■ **Task brief**:
Copy out every record precisely.

[The records Boundary: Start]

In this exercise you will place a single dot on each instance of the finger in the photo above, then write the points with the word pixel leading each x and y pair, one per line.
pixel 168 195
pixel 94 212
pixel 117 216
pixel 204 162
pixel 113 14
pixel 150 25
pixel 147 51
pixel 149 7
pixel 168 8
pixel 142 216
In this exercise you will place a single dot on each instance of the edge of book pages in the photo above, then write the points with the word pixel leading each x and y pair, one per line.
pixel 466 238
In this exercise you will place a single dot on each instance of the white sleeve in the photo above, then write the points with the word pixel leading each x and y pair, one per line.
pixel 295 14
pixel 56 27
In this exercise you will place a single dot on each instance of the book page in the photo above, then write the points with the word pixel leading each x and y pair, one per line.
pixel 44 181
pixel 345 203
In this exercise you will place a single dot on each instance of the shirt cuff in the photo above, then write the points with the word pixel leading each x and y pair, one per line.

[The records Boundary: End]

■ **Finished exercise**:
In this exercise you will place a single dot on each instance of the finger in the photo above, then write the points with the word pixel leading each x and y pair, one per line.
pixel 168 195
pixel 94 212
pixel 117 216
pixel 204 162
pixel 113 14
pixel 150 25
pixel 147 51
pixel 149 7
pixel 168 8
pixel 142 216
In this exercise you will place a single dot on each instance of the edge of book pages in the photo above, then write the points with the word pixel leading each x and y pair, one per line.
pixel 466 238
In this exercise you will place a single dot on each instance of the white sleeve in the photo above, then write the points with the word pixel leading each x and y pair, one per line.
pixel 295 14
pixel 56 27
In this exercise you will place a single dot on each instance of the book page in the photo above, then write the points with the word pixel leading each x and y pair, one per line.
pixel 44 181
pixel 345 203
In this exercise you will place a single dot on each instance of the shirt cuff in the photo above, then write the points with the word pixel leading each x and y pair, one per line.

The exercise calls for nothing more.